● Written instruction: List every line in the material below that contains the word "water", copying each such line in full.
— Begin —
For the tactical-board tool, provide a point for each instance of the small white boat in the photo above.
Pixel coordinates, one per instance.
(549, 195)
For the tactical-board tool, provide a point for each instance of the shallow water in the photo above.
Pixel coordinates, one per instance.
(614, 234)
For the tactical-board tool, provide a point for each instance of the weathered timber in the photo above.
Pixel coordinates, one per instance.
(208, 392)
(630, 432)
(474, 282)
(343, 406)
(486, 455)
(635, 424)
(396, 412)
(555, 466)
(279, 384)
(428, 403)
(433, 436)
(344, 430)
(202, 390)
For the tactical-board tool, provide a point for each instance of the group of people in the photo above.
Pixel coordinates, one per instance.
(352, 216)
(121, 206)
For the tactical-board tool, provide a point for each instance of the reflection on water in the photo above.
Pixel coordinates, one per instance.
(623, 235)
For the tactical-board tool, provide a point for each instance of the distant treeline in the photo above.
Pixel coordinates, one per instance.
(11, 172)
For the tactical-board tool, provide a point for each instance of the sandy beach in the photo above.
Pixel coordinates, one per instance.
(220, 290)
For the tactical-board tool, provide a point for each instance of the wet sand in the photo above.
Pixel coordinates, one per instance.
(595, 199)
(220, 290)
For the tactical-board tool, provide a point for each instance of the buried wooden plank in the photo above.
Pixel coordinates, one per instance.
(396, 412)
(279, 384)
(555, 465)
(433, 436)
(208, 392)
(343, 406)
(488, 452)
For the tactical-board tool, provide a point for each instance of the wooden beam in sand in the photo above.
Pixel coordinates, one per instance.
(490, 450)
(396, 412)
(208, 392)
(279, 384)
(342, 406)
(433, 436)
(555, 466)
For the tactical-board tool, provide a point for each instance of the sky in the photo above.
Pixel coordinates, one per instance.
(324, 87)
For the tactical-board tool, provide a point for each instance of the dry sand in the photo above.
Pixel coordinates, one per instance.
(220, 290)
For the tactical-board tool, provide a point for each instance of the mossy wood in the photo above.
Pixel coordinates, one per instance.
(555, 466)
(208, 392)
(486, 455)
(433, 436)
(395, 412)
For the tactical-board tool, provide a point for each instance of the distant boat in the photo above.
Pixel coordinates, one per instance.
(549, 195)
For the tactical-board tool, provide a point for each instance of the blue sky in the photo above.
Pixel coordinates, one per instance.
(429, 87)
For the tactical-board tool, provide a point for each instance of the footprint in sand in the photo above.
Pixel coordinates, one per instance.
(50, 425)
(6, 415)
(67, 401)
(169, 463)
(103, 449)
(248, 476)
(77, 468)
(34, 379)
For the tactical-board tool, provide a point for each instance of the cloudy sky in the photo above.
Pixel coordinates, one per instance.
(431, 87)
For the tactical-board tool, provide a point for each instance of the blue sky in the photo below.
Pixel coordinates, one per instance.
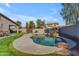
— End —
● Complete answer:
For the tactical-board tool, provide a point for each instance of the shallow water in the photo above.
For the tactical-board tool, provide a point for each instance of the reflection on water in the photo above.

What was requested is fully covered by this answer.